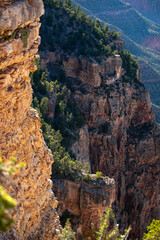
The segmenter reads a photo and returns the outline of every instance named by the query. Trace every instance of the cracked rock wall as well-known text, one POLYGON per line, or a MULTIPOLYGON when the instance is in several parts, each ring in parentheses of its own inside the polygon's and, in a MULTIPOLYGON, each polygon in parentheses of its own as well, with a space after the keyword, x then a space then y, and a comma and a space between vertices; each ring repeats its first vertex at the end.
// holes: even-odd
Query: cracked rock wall
POLYGON ((51 165, 37 112, 30 108, 29 73, 40 43, 41 0, 0 1, 0 151, 25 167, 11 180, 0 179, 18 205, 15 223, 0 239, 58 239, 57 201, 51 190, 51 165))

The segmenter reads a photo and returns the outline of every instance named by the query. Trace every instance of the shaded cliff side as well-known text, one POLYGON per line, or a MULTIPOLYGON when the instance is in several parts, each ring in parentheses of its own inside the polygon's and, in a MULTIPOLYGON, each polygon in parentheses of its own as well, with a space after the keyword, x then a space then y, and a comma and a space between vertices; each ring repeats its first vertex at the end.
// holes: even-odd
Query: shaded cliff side
POLYGON ((62 224, 69 218, 76 239, 95 239, 91 224, 97 230, 100 216, 115 201, 115 182, 113 179, 95 179, 90 175, 90 181, 72 182, 53 179, 53 191, 58 199, 58 214, 62 224))
POLYGON ((132 226, 136 239, 160 213, 160 136, 149 94, 141 82, 117 77, 114 58, 102 68, 103 76, 101 66, 86 59, 68 57, 67 64, 58 59, 52 58, 50 69, 55 71, 56 63, 65 71, 86 124, 72 152, 89 160, 92 173, 100 170, 115 179, 117 218, 122 228, 132 226))
POLYGON ((84 123, 77 125, 79 138, 72 139, 68 151, 79 161, 89 162, 92 173, 100 170, 115 179, 114 208, 120 227, 131 225, 131 239, 140 238, 160 213, 160 136, 149 94, 136 75, 137 63, 113 31, 103 29, 99 21, 70 3, 54 1, 46 8, 41 34, 41 67, 48 73, 49 84, 58 80, 67 90, 61 102, 57 89, 50 96, 41 90, 36 92, 36 102, 41 106, 43 97, 48 98, 45 120, 61 130, 68 143, 74 121, 67 104, 72 99, 84 123), (98 50, 90 55, 92 46, 98 50))
POLYGON ((29 73, 40 43, 40 0, 0 1, 0 150, 26 165, 12 181, 1 184, 18 201, 15 223, 0 239, 57 239, 57 201, 50 182, 53 162, 37 112, 30 108, 29 73))
MULTIPOLYGON (((160 136, 149 94, 136 77, 133 59, 129 55, 125 58, 121 40, 110 38, 108 42, 121 56, 111 52, 110 56, 101 55, 100 59, 99 55, 88 57, 82 52, 78 57, 76 51, 81 45, 77 44, 83 35, 79 35, 74 48, 69 45, 69 49, 61 49, 61 42, 56 41, 57 34, 61 39, 64 31, 71 32, 69 12, 65 13, 63 8, 46 10, 46 16, 52 12, 54 19, 63 12, 60 21, 65 19, 65 24, 63 31, 55 31, 53 26, 50 45, 44 39, 48 31, 50 33, 53 19, 47 26, 48 18, 44 16, 41 66, 50 81, 58 79, 62 86, 67 86, 68 94, 85 120, 85 128, 79 130, 79 140, 72 142, 72 152, 77 159, 91 164, 92 173, 100 170, 115 179, 115 212, 120 227, 124 229, 131 225, 131 239, 140 238, 146 226, 160 213, 160 136), (62 72, 66 75, 65 80, 61 79, 62 72)), ((74 17, 72 21, 74 23, 74 17)), ((85 24, 88 23, 79 22, 79 29, 85 28, 85 24)), ((52 111, 54 116, 55 108, 52 111)), ((65 112, 62 111, 63 115, 65 112)))

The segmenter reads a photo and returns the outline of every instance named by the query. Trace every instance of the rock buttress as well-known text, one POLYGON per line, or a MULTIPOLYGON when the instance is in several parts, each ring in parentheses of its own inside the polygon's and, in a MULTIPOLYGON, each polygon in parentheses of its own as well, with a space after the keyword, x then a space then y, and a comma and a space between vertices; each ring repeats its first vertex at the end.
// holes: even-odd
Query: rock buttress
POLYGON ((63 56, 47 54, 42 54, 42 66, 49 73, 55 63, 61 66, 85 118, 88 133, 79 134, 72 152, 81 161, 89 159, 92 173, 102 171, 115 179, 118 223, 123 230, 131 225, 131 239, 140 238, 160 214, 160 135, 149 93, 140 81, 127 77, 119 56, 98 64, 72 56, 66 63, 63 56))
POLYGON ((41 0, 0 1, 0 149, 3 159, 25 167, 1 184, 17 201, 15 223, 0 239, 57 239, 57 201, 51 190, 51 165, 37 112, 30 108, 29 73, 40 43, 41 0))

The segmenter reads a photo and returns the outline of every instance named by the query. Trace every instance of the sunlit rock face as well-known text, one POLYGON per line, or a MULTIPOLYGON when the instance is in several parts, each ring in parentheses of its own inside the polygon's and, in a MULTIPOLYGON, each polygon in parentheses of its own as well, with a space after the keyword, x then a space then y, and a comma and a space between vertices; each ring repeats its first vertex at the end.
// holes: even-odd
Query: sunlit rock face
POLYGON ((40 0, 0 1, 0 150, 3 159, 24 162, 20 172, 1 184, 17 202, 15 223, 0 239, 57 239, 57 201, 51 190, 51 165, 37 112, 30 108, 29 73, 35 71, 40 0))
POLYGON ((130 239, 141 238, 160 214, 160 136, 149 93, 140 81, 126 76, 119 56, 98 64, 54 52, 41 55, 48 73, 52 65, 56 71, 55 63, 57 74, 65 71, 85 118, 72 152, 90 163, 92 173, 102 171, 115 179, 114 210, 120 227, 131 225, 130 239))
POLYGON ((115 181, 107 177, 95 180, 95 175, 88 183, 54 179, 53 190, 59 202, 58 214, 62 219, 70 218, 77 239, 95 239, 91 225, 98 230, 100 216, 115 201, 115 181))

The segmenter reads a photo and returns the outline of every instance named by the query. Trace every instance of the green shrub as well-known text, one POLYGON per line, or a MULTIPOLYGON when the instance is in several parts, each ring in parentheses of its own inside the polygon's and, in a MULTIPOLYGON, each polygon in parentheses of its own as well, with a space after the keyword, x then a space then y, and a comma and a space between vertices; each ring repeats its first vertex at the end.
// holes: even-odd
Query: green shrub
POLYGON ((76 240, 76 234, 72 230, 69 219, 67 219, 65 227, 62 229, 62 233, 59 234, 59 237, 60 239, 64 239, 64 240, 76 240))
POLYGON ((88 184, 91 182, 91 176, 89 173, 87 173, 84 177, 83 177, 83 181, 87 182, 88 184))
POLYGON ((148 233, 144 233, 143 240, 160 239, 160 220, 153 220, 147 227, 148 233))
POLYGON ((92 224, 92 232, 96 240, 127 240, 131 228, 129 227, 124 235, 119 233, 113 210, 108 208, 100 218, 100 227, 95 230, 92 224))
POLYGON ((103 174, 102 174, 102 172, 96 172, 96 175, 95 175, 95 179, 97 180, 97 179, 101 179, 101 178, 103 178, 103 174))

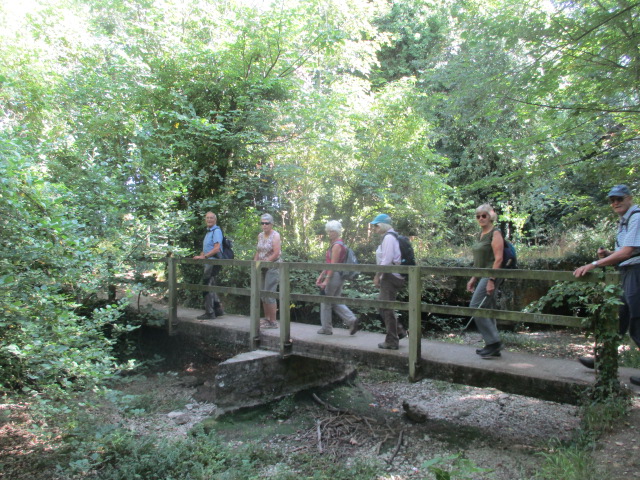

Instructions to follow → Put the lines of all the records above into a Markdown table with two columns, Row for the row number and Line for the line itself, and skip blank lines. Leave out the pictures.

Answer to this exercise →
| Row | Line |
|---|---|
| 1 | The segmenter reads a photo and returns the outline of every instance named by the query. Trace every instance of the cracked rock wall as well-known text, one POLYGON per line, or a MULTIPOLYGON when the instance is in several parts, each ring in parentheses of its own inside the polygon's and, in a MULTIPOLYGON, each polygon in parentheses of its own as well, with a space after the keyword, x then a space then y, and a comma and a space between vertices; each ring repeats its first vertex at the end. |
| 2 | // holes: even-odd |
| 3 | Query: cracked rock wall |
| 4 | POLYGON ((51 165, 37 112, 30 108, 29 73, 40 43, 41 0, 0 1, 0 151, 25 167, 11 180, 0 179, 18 205, 15 223, 0 239, 58 239, 57 201, 51 190, 51 165)) |
| 5 | The segmenter reads a photo and returns the outline of every instance named by the query. Trace every instance of the shaded cliff side as well-known text, one POLYGON per line, or a MULTIPOLYGON when the instance is in several parts, each ring in parentheses of its own inside the polygon's and, in a MULTIPOLYGON, each polygon in parentheses of its own as well, with a space after the keyword, x then a space then y, and a comma and a space between vertices; each ring repeats its first vertex at the end. |
| 6 | // holes: even-odd |
| 7 | Query: shaded cliff side |
| 8 | POLYGON ((62 224, 69 218, 76 239, 95 239, 91 224, 97 230, 100 216, 115 201, 115 182, 113 179, 95 179, 90 175, 90 181, 72 182, 53 179, 53 191, 58 199, 58 214, 62 224)) |
| 9 | POLYGON ((132 226, 136 239, 160 213, 160 136, 149 94, 141 82, 117 77, 114 58, 102 68, 103 76, 101 66, 86 59, 68 57, 67 64, 58 59, 52 58, 50 69, 55 71, 56 63, 65 71, 86 124, 72 152, 89 160, 92 173, 100 170, 115 179, 117 218, 122 228, 132 226)) |
| 10 | POLYGON ((84 123, 77 125, 79 138, 72 139, 68 151, 79 161, 89 162, 92 173, 100 170, 115 179, 114 208, 120 227, 131 225, 131 239, 140 238, 160 213, 160 136, 149 94, 136 75, 137 63, 113 31, 103 29, 99 21, 70 3, 54 1, 46 8, 41 34, 41 67, 48 73, 49 84, 58 80, 67 90, 61 102, 57 89, 50 96, 41 90, 36 92, 36 102, 41 106, 43 97, 48 98, 45 120, 61 130, 68 143, 74 121, 67 104, 72 99, 84 123), (98 50, 90 55, 92 46, 98 50)) |
| 11 | POLYGON ((29 73, 40 43, 40 0, 0 1, 0 150, 26 165, 12 181, 1 184, 18 201, 15 223, 0 239, 57 239, 57 201, 50 182, 53 162, 37 112, 30 108, 29 73)) |
| 12 | MULTIPOLYGON (((160 136, 149 94, 136 77, 133 59, 129 55, 125 58, 121 40, 110 38, 108 42, 121 56, 111 52, 110 56, 101 55, 100 59, 99 55, 88 57, 82 52, 78 57, 76 51, 81 45, 77 44, 83 35, 79 35, 74 48, 69 45, 69 49, 61 49, 61 42, 56 41, 57 34, 61 39, 64 31, 71 32, 69 12, 65 13, 63 8, 46 10, 46 16, 52 12, 54 19, 63 12, 60 21, 65 19, 65 24, 63 31, 55 31, 53 26, 50 45, 44 39, 48 31, 50 33, 53 19, 47 26, 48 18, 44 16, 41 66, 50 81, 58 79, 62 86, 67 86, 68 94, 85 120, 85 128, 79 130, 79 140, 72 142, 72 152, 77 159, 91 164, 92 173, 100 170, 115 179, 115 212, 120 227, 124 229, 131 225, 131 239, 140 238, 146 226, 160 213, 160 136), (62 72, 66 75, 65 80, 61 79, 62 72)), ((74 17, 72 21, 74 23, 74 17)), ((85 24, 88 23, 79 22, 79 29, 85 28, 85 24)), ((52 111, 54 116, 55 108, 52 111)), ((65 112, 62 111, 63 115, 65 112))) |
| 13 | The segmenter reads a photo and returns the outline of every instance named by the query. Trace every instance of the rock buttress as well-known text, one POLYGON per line, or a MULTIPOLYGON when the instance is in several parts, each ring in parentheses of its own inside the polygon's and, in a MULTIPOLYGON, each polygon in parentheses of its own as well, with a space after the keyword, x then a space then y, and a comma and a space between vertices; each ring repeats its first vertex at the end. |
| 14 | // holes: even-odd |
| 15 | Query: rock buttress |
| 16 | POLYGON ((63 56, 47 54, 42 54, 42 66, 49 73, 55 63, 61 66, 85 118, 88 133, 79 134, 72 152, 81 161, 89 159, 92 173, 102 171, 115 179, 118 223, 123 230, 131 225, 131 239, 140 238, 160 214, 160 135, 149 93, 140 81, 127 77, 119 56, 98 64, 72 56, 66 63, 63 56)) |
| 17 | POLYGON ((41 0, 0 1, 0 149, 3 159, 25 167, 1 184, 17 201, 15 223, 0 239, 57 239, 57 201, 51 190, 51 165, 37 112, 30 108, 29 73, 40 43, 41 0)) |
| 18 | The segmenter reads a photo and returns the outline of every instance named by the query. Trace every instance of the sunlit rock face as well-known text, one POLYGON per line, or a MULTIPOLYGON when the instance is in several parts, each ring in parentheses of its own inside the polygon's and, in a MULTIPOLYGON, each polygon in parentheses of its own as well, with a space after the keyword, x then a space then y, and a comma and a space between vertices; each ring repeats its first vertex at the end. |
| 19 | // holes: even-odd |
| 20 | Query: sunlit rock face |
| 21 | POLYGON ((40 0, 0 1, 0 150, 3 159, 24 162, 20 172, 1 184, 17 202, 15 223, 0 239, 57 239, 57 201, 51 190, 51 165, 37 112, 30 108, 29 73, 35 71, 40 0)) |
| 22 | POLYGON ((130 239, 141 238, 160 214, 160 136, 149 93, 140 81, 126 76, 119 56, 98 64, 54 52, 41 55, 48 73, 52 65, 56 71, 55 63, 57 74, 65 71, 85 118, 72 152, 90 163, 92 173, 102 171, 115 179, 114 210, 120 227, 131 225, 130 239)) |
| 23 | POLYGON ((115 181, 107 177, 95 180, 95 175, 88 183, 54 179, 53 190, 59 202, 58 214, 62 219, 70 218, 77 239, 95 239, 91 225, 98 230, 100 216, 115 201, 115 181)) |
| 24 | The segmenter reads a photo and returns the outline of every instance named by the query. Trace every instance of the green shrub as well-known text, one POLYGON per line, or a MULTIPOLYGON when the instance is in several parts, each ring in parentheses of its own inside the polygon's and, in a MULTIPOLYGON, each polygon in parentheses of its own as well, with a space after the keyword, x then a space then y, and a comma and a space between vertices; each ring repeats its first vertex at the end. |
| 25 | // holes: even-odd |
| 26 | Query: green shrub |
| 27 | POLYGON ((76 240, 76 234, 72 230, 69 219, 67 219, 65 227, 62 229, 62 233, 59 234, 59 237, 60 239, 64 239, 64 240, 76 240)) |
| 28 | POLYGON ((88 184, 91 182, 91 176, 89 173, 87 173, 84 177, 83 177, 83 181, 87 182, 88 184)) |
| 29 | POLYGON ((148 233, 144 233, 143 240, 160 239, 160 220, 153 220, 147 227, 148 233)) |
| 30 | POLYGON ((92 224, 92 232, 96 240, 127 240, 131 228, 129 227, 124 235, 119 233, 113 210, 108 208, 100 218, 100 227, 95 230, 92 224)) |
| 31 | POLYGON ((103 174, 102 174, 102 172, 96 172, 96 175, 95 175, 95 179, 97 180, 97 179, 101 179, 101 178, 103 178, 103 174)) |